(Stored data entries)
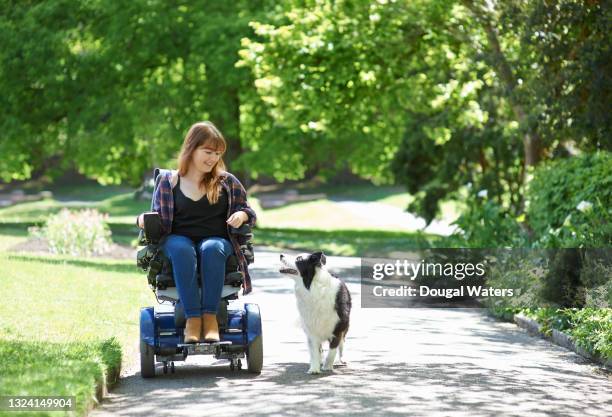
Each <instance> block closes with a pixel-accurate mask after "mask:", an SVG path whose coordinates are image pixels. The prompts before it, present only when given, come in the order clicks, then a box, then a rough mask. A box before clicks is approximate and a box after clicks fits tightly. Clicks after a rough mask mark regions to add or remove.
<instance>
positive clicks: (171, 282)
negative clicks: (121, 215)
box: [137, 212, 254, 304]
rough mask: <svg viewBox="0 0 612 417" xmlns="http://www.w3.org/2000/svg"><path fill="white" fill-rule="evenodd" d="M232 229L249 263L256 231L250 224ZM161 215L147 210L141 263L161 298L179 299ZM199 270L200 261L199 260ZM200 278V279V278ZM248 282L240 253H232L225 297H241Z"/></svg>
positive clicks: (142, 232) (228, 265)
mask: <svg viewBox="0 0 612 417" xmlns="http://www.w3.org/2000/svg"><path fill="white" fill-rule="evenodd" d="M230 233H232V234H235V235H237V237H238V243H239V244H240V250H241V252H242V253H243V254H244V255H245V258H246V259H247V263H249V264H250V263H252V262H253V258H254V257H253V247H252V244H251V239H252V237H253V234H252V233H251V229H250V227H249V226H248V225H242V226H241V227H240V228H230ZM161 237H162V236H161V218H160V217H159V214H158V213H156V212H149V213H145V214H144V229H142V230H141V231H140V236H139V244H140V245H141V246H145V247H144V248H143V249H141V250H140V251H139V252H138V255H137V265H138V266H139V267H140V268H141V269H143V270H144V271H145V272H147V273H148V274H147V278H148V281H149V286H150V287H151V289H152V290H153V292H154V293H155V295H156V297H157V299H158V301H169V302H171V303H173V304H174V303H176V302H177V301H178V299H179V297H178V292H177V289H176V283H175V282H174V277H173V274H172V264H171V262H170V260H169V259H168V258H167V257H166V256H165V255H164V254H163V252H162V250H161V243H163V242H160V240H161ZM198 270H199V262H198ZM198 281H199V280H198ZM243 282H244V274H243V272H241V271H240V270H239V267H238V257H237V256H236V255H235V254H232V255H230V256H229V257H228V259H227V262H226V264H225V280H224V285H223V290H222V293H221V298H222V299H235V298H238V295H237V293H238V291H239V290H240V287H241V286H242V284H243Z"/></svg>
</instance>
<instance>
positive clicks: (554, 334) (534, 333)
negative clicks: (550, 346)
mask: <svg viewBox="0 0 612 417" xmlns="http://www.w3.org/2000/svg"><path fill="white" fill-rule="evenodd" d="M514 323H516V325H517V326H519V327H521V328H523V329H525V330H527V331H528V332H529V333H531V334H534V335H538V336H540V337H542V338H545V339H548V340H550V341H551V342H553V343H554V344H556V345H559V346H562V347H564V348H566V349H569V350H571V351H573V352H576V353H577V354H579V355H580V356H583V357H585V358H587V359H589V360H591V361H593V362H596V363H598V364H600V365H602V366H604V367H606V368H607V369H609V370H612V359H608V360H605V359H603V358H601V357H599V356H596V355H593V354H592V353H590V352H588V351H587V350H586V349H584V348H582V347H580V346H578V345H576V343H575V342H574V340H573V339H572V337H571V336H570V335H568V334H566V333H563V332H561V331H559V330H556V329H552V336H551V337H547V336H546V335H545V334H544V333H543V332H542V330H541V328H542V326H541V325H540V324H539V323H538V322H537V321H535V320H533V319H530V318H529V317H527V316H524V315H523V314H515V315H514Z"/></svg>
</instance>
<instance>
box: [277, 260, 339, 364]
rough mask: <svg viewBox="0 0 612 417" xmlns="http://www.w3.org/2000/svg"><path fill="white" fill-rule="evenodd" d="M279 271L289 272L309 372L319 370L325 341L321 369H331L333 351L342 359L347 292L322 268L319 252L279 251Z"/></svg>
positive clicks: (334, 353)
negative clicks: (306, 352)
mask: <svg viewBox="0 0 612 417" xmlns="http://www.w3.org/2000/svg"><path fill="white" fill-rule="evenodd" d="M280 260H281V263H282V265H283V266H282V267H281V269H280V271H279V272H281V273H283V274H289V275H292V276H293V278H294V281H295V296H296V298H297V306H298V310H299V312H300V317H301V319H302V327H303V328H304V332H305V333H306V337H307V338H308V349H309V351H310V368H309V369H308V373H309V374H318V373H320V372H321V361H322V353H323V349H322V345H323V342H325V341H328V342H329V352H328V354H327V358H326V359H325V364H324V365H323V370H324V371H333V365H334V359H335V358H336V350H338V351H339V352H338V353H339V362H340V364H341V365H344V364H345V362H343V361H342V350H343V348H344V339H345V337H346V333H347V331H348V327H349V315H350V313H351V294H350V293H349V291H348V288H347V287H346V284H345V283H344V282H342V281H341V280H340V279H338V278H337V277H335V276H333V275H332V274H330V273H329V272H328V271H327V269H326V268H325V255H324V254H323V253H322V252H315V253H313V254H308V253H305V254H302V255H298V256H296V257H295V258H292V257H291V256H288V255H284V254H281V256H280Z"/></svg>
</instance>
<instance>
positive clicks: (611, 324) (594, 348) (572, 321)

▶ [What the task asks]: Identify each line in the records above that contains the word "rough", and copy it out in full.

▶ [Solution to this problem]:
Each <instance> block closes with a pixel-accurate mask after "mask:", an SVG path whose coordinates are image pixels. The prompts before it, present only when given, come in the order clicks, then a box, then a rough mask. A box before clicks is approximate and a box after clicks fits tightly. Clicks after a rough mask mark regions to add or remove.
rough mask: <svg viewBox="0 0 612 417" xmlns="http://www.w3.org/2000/svg"><path fill="white" fill-rule="evenodd" d="M232 229L249 263L256 231L250 224ZM161 215L147 210L141 263L161 298L179 299ZM199 270L200 261L199 260ZM200 278V279V278ZM248 282L240 253H232L225 297H241Z"/></svg>
rough mask: <svg viewBox="0 0 612 417" xmlns="http://www.w3.org/2000/svg"><path fill="white" fill-rule="evenodd" d="M279 271L289 272L309 372L319 370L325 341L321 369H331L333 351L342 359L347 292L322 268L319 252L279 251Z"/></svg>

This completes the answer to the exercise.